WHAT IS NEEDED -
Output the section of the assistance dog blog carnival post below word for word, starting at "Assistance Dog Blog Carnival buttonSeeing" and ending at "for our turn.".

GIVEN PASSAGE -
○ ○ ○

Assistance Dog Blog Carnival buttonSeeing as the ruled by paws gang isn’t like most, I decided “MARCHIN’ TO YOUR OWN DRUM” would be a fitting topic for our turn.

Over the past month, I have been receiving submissions from various service dog handlers who march to their own drum in different ways. some have chosen to celebrate their dog’s uniqueness, others have written about their choices which do not conform to mainstream ideals, and a few have taken time to set the public straight.

Before I share the submissions we’ve received, I’d like to take a moment to thank everyone for participating and for sharing news of the carnival with their friends and followers. Without everyone’s help, I know this round wouldn’t have been as successful in acquiring entries.

So, without further ado, I present to you…

The 8th round of the Assistance Dog Blog Carnival!

In It’s Not Always Just Black And White, Karyn, reminds us all that not everything is straight forward, sometimes we have to figure things out for ourselves:

“Many in the service dog world believe that once a service dog has developed a health condition that it is time to retire them. I don’t believe it is really so simple – so black and white.”

In Can’t Is A Four Letter Word, Ms. Paw Power, writes about how she marchs to her own drum out of necessity:

“I am a Deafblind dog trainer with balance problems. My dogs are owner trained, gotten from an animal shelter or rescue, raw fed, minimally vaccinated, and clicker trained. I have been accused by some, of just “needing to be different”. But as strange as it may seem, I’m really not like that.”

In Setting The Rhythm, Flo, writes about the reason for owner training as opposed to getting a dog from a program:

“…All fuelled by need it now, can’t fail and fear…”

In Shai Marchin’ In the Moonlight, khills, writes a beautiful post about the way in which they are not like every other service dog team:

“Because of my unique work situation, Shai & I dance to a different drum beat than other service dog teams…”

In They’re Assistance dogs, Not Public Access Dogs, Sharon Wachsler, writes about how her needs of her service dog do not fit into the current standards set forth by various organizations:

“I have to sign a form saying that my SD has or would be able to pass their public access test/definition. So, even though I have had two previous SDs and have been an IADP member for a dozen years, now I’m no longer a partner member because Barnum and I don’t go out.”

In Taking New Steps, Martha, writes about the ways she has changed in her training methods and feeding practices with each dog she is paired with:

“I don’t march to my own drum as much as assistance dog partners who owner train, but I add as much as I can to make my dog and I the best team we can be. Every dog is unique, and I can’t wait to see the different steps my new partner adds to the march.”

In Carnival Post: Walk the Halls, Ro, writes about how she must find creative ways of exercising her guide dog, while also taking care of her own medical needs:

“Life with a guide dog and two disabilities means constantly finding new ways of doing something. If that’s not marching to our own distinctive beat, I don’t know what is!”

In Forward, March!, Carin, writes about how she feels as though she does not really march to her own drum, but that as a service dog user, she really has had to forge her own path:

“So I don’t really feel like I’m that original or different from your average bear. So how could I possibly write for this carnival? But then it hit me. Just the act of getting an assistance dog forces you to march to the beat of your own drum.”

○ ○ ○

DATA UNDER STUDY -
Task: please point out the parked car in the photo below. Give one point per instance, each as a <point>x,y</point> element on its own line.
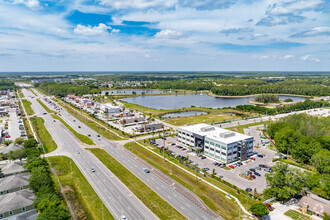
<point>269,207</point>
<point>252,176</point>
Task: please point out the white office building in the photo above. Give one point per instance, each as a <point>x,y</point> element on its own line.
<point>221,144</point>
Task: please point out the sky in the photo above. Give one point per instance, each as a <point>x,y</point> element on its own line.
<point>164,35</point>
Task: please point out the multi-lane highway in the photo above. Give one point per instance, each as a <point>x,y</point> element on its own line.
<point>164,186</point>
<point>119,200</point>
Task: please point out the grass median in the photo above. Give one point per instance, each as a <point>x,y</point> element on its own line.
<point>213,198</point>
<point>44,136</point>
<point>45,107</point>
<point>81,137</point>
<point>83,199</point>
<point>151,199</point>
<point>27,105</point>
<point>87,120</point>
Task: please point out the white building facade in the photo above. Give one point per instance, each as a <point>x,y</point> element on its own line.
<point>221,144</point>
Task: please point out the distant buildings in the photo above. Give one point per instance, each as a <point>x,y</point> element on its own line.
<point>221,144</point>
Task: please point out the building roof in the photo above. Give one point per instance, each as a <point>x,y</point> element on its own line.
<point>16,200</point>
<point>14,167</point>
<point>14,181</point>
<point>316,203</point>
<point>216,133</point>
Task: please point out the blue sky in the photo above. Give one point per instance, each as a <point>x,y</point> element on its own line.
<point>164,35</point>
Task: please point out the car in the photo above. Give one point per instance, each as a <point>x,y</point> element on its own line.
<point>269,207</point>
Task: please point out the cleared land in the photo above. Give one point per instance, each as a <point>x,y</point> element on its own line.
<point>296,215</point>
<point>151,199</point>
<point>212,197</point>
<point>85,202</point>
<point>81,137</point>
<point>27,105</point>
<point>45,107</point>
<point>107,133</point>
<point>44,136</point>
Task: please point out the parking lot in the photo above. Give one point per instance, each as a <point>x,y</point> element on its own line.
<point>231,175</point>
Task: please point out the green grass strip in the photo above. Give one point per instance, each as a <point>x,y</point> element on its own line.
<point>212,197</point>
<point>81,137</point>
<point>151,199</point>
<point>296,215</point>
<point>27,105</point>
<point>85,202</point>
<point>87,120</point>
<point>44,136</point>
<point>45,107</point>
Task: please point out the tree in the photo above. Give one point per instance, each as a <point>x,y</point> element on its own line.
<point>321,161</point>
<point>259,209</point>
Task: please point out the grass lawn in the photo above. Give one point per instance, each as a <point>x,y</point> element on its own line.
<point>83,138</point>
<point>45,107</point>
<point>151,199</point>
<point>240,128</point>
<point>90,122</point>
<point>85,202</point>
<point>296,215</point>
<point>27,105</point>
<point>32,92</point>
<point>212,197</point>
<point>44,136</point>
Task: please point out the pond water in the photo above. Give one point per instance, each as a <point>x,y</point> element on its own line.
<point>187,113</point>
<point>198,100</point>
<point>138,91</point>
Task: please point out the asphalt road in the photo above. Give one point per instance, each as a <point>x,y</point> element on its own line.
<point>116,196</point>
<point>167,190</point>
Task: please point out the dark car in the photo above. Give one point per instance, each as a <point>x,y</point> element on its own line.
<point>257,174</point>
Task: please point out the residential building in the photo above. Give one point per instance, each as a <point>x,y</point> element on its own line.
<point>217,143</point>
<point>14,183</point>
<point>314,204</point>
<point>16,202</point>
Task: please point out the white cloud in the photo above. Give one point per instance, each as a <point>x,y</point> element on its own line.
<point>168,34</point>
<point>89,30</point>
<point>311,58</point>
<point>138,4</point>
<point>286,57</point>
<point>28,3</point>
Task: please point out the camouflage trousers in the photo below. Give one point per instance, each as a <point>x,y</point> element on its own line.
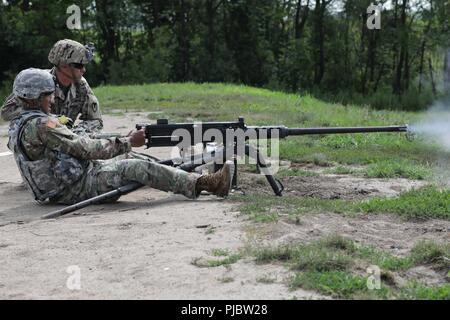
<point>109,175</point>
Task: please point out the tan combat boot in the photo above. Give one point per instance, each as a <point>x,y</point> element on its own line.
<point>218,183</point>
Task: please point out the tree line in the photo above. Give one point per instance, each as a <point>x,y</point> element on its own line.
<point>323,47</point>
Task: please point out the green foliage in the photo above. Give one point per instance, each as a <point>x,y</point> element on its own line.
<point>427,252</point>
<point>398,169</point>
<point>318,49</point>
<point>331,266</point>
<point>417,291</point>
<point>338,284</point>
<point>425,203</point>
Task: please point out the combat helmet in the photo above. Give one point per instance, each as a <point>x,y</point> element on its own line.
<point>32,83</point>
<point>69,51</point>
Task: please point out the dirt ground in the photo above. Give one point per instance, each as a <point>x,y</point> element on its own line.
<point>143,247</point>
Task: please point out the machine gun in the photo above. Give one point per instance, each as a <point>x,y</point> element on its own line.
<point>229,145</point>
<point>165,134</point>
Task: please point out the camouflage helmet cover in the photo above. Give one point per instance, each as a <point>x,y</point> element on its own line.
<point>69,51</point>
<point>32,83</point>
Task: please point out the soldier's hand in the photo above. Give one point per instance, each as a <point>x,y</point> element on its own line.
<point>137,138</point>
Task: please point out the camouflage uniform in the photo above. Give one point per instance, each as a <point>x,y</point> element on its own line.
<point>78,99</point>
<point>78,172</point>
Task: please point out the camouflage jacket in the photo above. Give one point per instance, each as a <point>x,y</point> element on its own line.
<point>51,158</point>
<point>79,101</point>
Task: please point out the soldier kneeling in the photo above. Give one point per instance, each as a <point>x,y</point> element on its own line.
<point>66,168</point>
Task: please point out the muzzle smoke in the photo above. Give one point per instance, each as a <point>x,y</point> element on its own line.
<point>436,125</point>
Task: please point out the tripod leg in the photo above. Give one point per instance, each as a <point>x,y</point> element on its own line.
<point>276,185</point>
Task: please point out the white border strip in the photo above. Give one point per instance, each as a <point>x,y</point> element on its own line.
<point>5,154</point>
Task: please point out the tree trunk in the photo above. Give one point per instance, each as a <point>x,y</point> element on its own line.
<point>319,36</point>
<point>447,72</point>
<point>301,15</point>
<point>433,84</point>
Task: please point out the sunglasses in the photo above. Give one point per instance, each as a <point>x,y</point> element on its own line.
<point>78,66</point>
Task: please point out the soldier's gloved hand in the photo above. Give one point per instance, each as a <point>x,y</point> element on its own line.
<point>137,138</point>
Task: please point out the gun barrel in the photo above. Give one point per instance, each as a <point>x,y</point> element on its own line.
<point>339,130</point>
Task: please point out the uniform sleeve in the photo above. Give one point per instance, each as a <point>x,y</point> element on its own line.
<point>91,117</point>
<point>57,137</point>
<point>10,109</point>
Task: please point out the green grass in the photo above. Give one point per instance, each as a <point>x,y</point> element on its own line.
<point>427,252</point>
<point>417,291</point>
<point>296,172</point>
<point>213,263</point>
<point>208,102</point>
<point>330,266</point>
<point>424,203</point>
<point>338,284</point>
<point>398,169</point>
<point>220,252</point>
<point>341,170</point>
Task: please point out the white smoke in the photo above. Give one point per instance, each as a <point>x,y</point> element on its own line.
<point>436,125</point>
<point>435,128</point>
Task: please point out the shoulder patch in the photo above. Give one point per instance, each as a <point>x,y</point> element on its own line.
<point>52,123</point>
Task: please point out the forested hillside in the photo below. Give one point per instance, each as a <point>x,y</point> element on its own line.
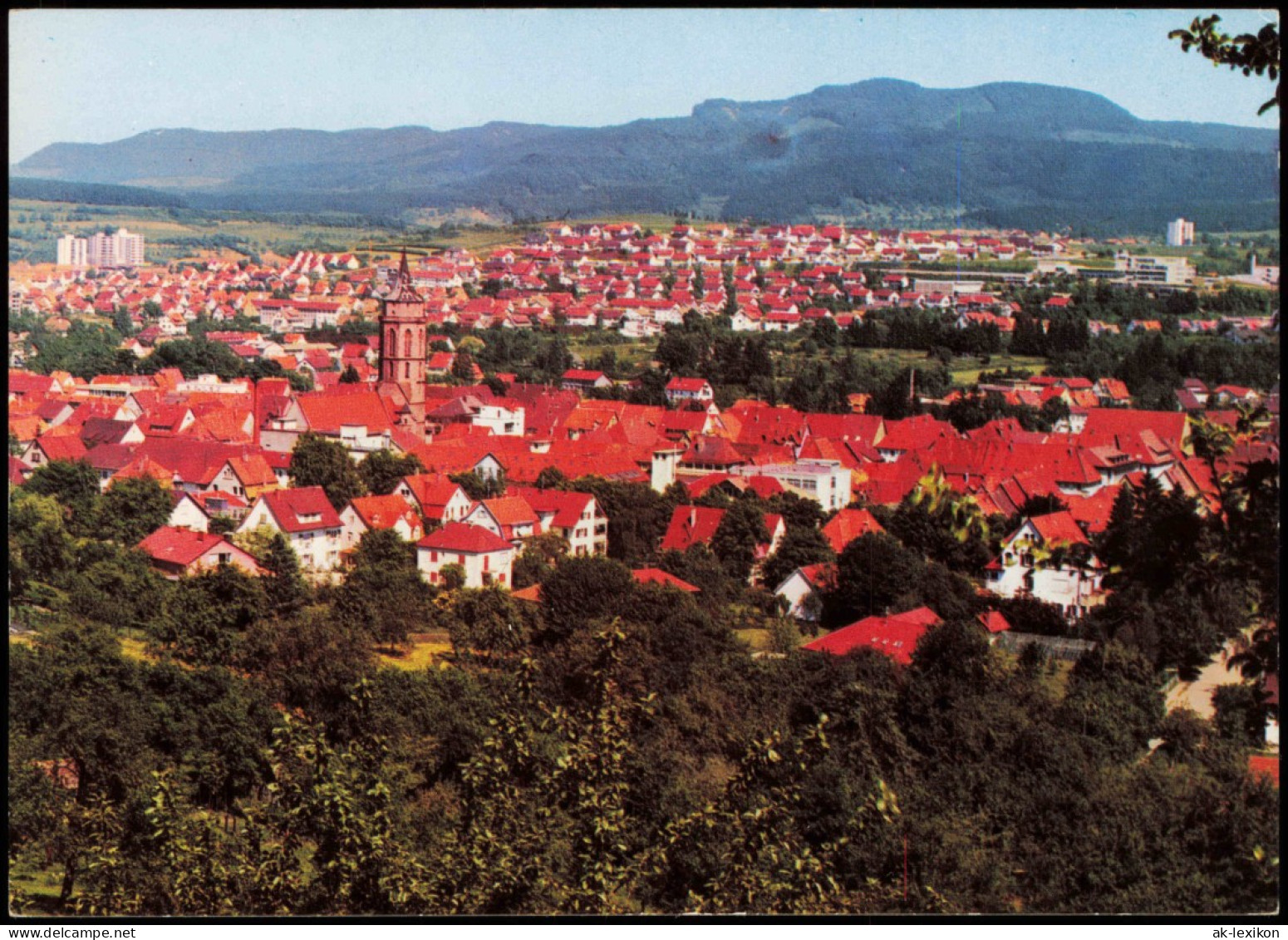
<point>882,151</point>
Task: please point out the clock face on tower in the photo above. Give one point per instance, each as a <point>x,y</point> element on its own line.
<point>402,339</point>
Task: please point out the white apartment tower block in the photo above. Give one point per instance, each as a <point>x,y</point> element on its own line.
<point>101,250</point>
<point>1180,232</point>
<point>72,253</point>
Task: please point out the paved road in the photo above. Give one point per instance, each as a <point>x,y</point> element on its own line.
<point>1198,694</point>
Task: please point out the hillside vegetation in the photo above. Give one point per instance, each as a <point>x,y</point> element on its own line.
<point>1013,155</point>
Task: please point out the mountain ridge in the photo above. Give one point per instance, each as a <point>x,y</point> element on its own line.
<point>1010,154</point>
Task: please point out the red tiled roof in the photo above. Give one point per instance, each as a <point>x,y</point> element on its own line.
<point>61,447</point>
<point>472,539</point>
<point>183,546</point>
<point>656,576</point>
<point>691,525</point>
<point>679,384</point>
<point>1265,766</point>
<point>288,505</point>
<point>566,505</point>
<point>849,524</point>
<point>326,412</point>
<point>384,511</point>
<point>1059,528</point>
<point>897,637</point>
<point>993,623</point>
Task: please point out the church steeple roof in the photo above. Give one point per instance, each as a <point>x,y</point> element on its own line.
<point>403,291</point>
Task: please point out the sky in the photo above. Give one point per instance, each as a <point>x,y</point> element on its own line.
<point>93,76</point>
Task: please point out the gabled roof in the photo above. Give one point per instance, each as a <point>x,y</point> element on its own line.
<point>714,452</point>
<point>897,637</point>
<point>566,505</point>
<point>432,491</point>
<point>849,524</point>
<point>290,506</point>
<point>326,411</point>
<point>656,576</point>
<point>105,431</point>
<point>62,447</point>
<point>470,539</point>
<point>183,546</point>
<point>108,456</point>
<point>993,623</point>
<point>510,511</point>
<point>384,511</point>
<point>1058,528</point>
<point>691,525</point>
<point>692,386</point>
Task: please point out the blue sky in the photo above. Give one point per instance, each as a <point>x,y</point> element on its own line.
<point>103,75</point>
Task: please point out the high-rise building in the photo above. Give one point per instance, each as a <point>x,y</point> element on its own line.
<point>72,253</point>
<point>101,250</point>
<point>1180,232</point>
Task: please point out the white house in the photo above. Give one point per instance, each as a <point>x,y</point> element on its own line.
<point>509,518</point>
<point>576,517</point>
<point>1049,558</point>
<point>484,557</point>
<point>308,520</point>
<point>823,480</point>
<point>370,513</point>
<point>435,497</point>
<point>803,588</point>
<point>679,391</point>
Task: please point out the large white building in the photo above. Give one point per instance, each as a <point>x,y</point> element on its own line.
<point>823,480</point>
<point>1180,232</point>
<point>101,250</point>
<point>72,253</point>
<point>1143,269</point>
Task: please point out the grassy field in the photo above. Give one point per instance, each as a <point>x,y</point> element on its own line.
<point>40,888</point>
<point>423,651</point>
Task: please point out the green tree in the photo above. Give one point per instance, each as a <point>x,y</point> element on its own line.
<point>489,623</point>
<point>40,548</point>
<point>799,548</point>
<point>541,554</point>
<point>384,590</point>
<point>75,487</point>
<point>381,470</point>
<point>133,509</point>
<point>478,487</point>
<point>741,529</point>
<point>209,616</point>
<point>320,462</point>
<point>1251,54</point>
<point>583,590</point>
<point>285,588</point>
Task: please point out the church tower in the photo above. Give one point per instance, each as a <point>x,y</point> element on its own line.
<point>402,342</point>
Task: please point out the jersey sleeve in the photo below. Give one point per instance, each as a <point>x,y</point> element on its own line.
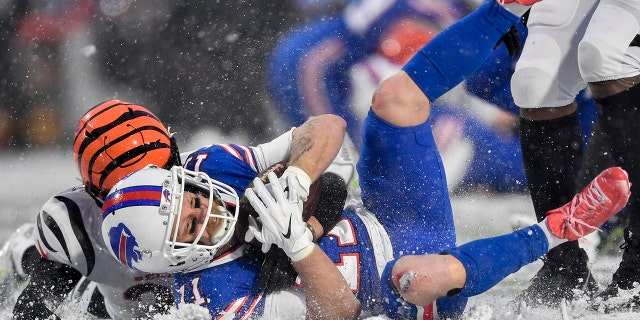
<point>61,233</point>
<point>231,164</point>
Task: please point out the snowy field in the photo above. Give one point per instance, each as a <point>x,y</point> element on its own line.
<point>31,178</point>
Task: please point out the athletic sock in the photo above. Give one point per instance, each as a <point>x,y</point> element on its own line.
<point>552,153</point>
<point>490,260</point>
<point>552,239</point>
<point>459,50</point>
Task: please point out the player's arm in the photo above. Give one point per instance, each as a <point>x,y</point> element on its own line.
<point>312,145</point>
<point>327,293</point>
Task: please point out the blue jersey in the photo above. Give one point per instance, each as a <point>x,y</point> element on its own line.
<point>230,289</point>
<point>308,70</point>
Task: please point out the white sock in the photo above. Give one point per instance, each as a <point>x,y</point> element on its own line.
<point>553,240</point>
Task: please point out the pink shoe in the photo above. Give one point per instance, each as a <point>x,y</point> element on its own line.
<point>522,2</point>
<point>605,196</point>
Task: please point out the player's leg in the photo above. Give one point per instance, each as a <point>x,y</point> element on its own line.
<point>605,54</point>
<point>401,174</point>
<point>479,265</point>
<point>544,86</point>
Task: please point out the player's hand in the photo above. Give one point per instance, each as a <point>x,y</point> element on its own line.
<point>280,217</point>
<point>297,182</point>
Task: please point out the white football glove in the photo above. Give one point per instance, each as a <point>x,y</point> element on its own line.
<point>280,222</point>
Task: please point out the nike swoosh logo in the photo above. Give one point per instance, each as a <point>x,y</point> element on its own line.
<point>288,234</point>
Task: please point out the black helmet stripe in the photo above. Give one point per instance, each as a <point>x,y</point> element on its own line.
<point>101,130</point>
<point>131,154</point>
<point>119,103</point>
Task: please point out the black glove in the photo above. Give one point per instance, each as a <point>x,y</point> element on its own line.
<point>333,194</point>
<point>511,41</point>
<point>277,272</point>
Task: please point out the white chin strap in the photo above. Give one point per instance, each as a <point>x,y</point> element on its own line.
<point>224,228</point>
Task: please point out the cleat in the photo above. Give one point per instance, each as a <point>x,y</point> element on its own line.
<point>605,196</point>
<point>522,2</point>
<point>564,275</point>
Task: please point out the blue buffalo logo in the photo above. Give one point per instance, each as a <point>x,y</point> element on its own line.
<point>124,245</point>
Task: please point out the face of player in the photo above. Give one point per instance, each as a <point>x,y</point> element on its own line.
<point>193,216</point>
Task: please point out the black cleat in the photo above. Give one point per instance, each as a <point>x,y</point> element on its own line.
<point>564,275</point>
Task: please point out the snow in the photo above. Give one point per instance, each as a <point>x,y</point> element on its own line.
<point>31,177</point>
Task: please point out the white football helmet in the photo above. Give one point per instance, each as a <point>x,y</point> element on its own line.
<point>139,213</point>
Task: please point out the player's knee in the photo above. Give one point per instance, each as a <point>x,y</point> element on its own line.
<point>395,102</point>
<point>531,86</point>
<point>593,58</point>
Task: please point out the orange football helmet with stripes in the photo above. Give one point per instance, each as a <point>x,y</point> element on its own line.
<point>116,138</point>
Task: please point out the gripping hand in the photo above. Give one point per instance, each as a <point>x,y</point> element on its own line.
<point>280,217</point>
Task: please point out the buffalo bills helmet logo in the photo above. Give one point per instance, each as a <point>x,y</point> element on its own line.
<point>124,245</point>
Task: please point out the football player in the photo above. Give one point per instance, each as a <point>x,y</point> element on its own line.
<point>405,206</point>
<point>114,139</point>
<point>571,44</point>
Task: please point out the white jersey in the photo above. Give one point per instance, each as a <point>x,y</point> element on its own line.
<point>572,42</point>
<point>69,232</point>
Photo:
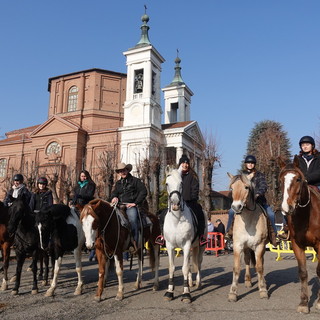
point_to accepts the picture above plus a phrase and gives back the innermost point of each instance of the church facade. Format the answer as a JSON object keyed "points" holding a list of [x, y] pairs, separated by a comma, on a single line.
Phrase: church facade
{"points": [[97, 118]]}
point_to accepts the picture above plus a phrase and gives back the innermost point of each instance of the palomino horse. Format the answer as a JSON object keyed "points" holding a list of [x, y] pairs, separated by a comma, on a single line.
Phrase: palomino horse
{"points": [[59, 226], [301, 204], [104, 231], [179, 232], [250, 234], [6, 242], [26, 239]]}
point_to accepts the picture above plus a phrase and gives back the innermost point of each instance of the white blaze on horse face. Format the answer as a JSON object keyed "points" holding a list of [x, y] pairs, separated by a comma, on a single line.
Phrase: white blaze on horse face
{"points": [[287, 183], [40, 234], [89, 232]]}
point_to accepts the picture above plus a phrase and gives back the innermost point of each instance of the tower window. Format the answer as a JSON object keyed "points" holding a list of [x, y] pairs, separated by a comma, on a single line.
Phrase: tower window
{"points": [[73, 99], [138, 81], [3, 167]]}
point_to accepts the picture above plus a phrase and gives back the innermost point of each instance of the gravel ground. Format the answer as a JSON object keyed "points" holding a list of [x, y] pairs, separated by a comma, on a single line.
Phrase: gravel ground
{"points": [[210, 302]]}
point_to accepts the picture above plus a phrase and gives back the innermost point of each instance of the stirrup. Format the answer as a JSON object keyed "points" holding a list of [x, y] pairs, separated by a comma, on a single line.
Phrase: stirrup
{"points": [[159, 240], [203, 240]]}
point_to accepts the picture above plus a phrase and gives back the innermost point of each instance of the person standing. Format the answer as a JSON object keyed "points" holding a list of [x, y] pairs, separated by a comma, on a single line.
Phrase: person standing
{"points": [[129, 192], [18, 189]]}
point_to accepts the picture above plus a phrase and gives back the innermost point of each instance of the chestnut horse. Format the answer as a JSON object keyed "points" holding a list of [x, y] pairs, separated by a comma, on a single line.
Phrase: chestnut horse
{"points": [[301, 204], [250, 234], [6, 242], [103, 230]]}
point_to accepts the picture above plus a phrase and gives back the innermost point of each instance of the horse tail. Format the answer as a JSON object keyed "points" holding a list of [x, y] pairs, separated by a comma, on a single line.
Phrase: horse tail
{"points": [[253, 258]]}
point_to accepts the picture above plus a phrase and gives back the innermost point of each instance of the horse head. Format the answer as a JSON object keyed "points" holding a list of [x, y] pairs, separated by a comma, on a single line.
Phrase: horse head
{"points": [[174, 188], [241, 187], [90, 222], [293, 186]]}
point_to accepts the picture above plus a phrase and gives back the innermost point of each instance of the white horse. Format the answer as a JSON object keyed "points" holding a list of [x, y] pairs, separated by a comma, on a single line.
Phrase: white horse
{"points": [[250, 234], [179, 232]]}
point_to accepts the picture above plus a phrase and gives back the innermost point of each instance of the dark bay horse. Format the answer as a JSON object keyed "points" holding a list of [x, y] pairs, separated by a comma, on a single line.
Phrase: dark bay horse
{"points": [[60, 229], [250, 234], [301, 204], [104, 231], [26, 239], [6, 242]]}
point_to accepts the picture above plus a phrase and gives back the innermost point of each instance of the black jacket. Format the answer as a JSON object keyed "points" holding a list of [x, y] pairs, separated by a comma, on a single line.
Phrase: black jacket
{"points": [[41, 200], [129, 190], [22, 192], [311, 173], [85, 194]]}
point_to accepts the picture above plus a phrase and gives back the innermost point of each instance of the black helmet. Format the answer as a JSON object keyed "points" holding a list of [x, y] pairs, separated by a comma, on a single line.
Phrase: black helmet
{"points": [[306, 139], [43, 180], [18, 177], [250, 159]]}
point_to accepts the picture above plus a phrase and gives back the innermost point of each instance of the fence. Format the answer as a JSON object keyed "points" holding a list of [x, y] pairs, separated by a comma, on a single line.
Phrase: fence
{"points": [[285, 247]]}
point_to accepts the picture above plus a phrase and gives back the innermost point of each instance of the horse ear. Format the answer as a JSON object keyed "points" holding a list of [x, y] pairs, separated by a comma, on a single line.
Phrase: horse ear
{"points": [[296, 161], [230, 175], [281, 163]]}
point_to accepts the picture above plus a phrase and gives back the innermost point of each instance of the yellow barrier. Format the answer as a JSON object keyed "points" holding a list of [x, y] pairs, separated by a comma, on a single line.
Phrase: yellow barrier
{"points": [[285, 247]]}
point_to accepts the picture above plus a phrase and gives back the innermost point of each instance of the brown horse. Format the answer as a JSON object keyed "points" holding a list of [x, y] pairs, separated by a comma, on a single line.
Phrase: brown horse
{"points": [[301, 204], [6, 242], [104, 231], [250, 234]]}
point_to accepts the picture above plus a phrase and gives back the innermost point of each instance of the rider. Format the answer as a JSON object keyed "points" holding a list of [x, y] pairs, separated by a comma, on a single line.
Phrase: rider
{"points": [[190, 194], [84, 190], [130, 193], [309, 164], [42, 197], [18, 189], [260, 188]]}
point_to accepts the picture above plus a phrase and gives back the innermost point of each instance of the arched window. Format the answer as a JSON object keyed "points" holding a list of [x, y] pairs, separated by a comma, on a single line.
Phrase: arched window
{"points": [[73, 99], [3, 168]]}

○ ○ ○

YOUR RESPONSE -
Assistance Dog Blog Carnival buttonSeeing as the ruled by paws gang isn’t like most, I decided “MARCHIN’ TO YOUR OWN DRUM” would be a fitting topic for our turn.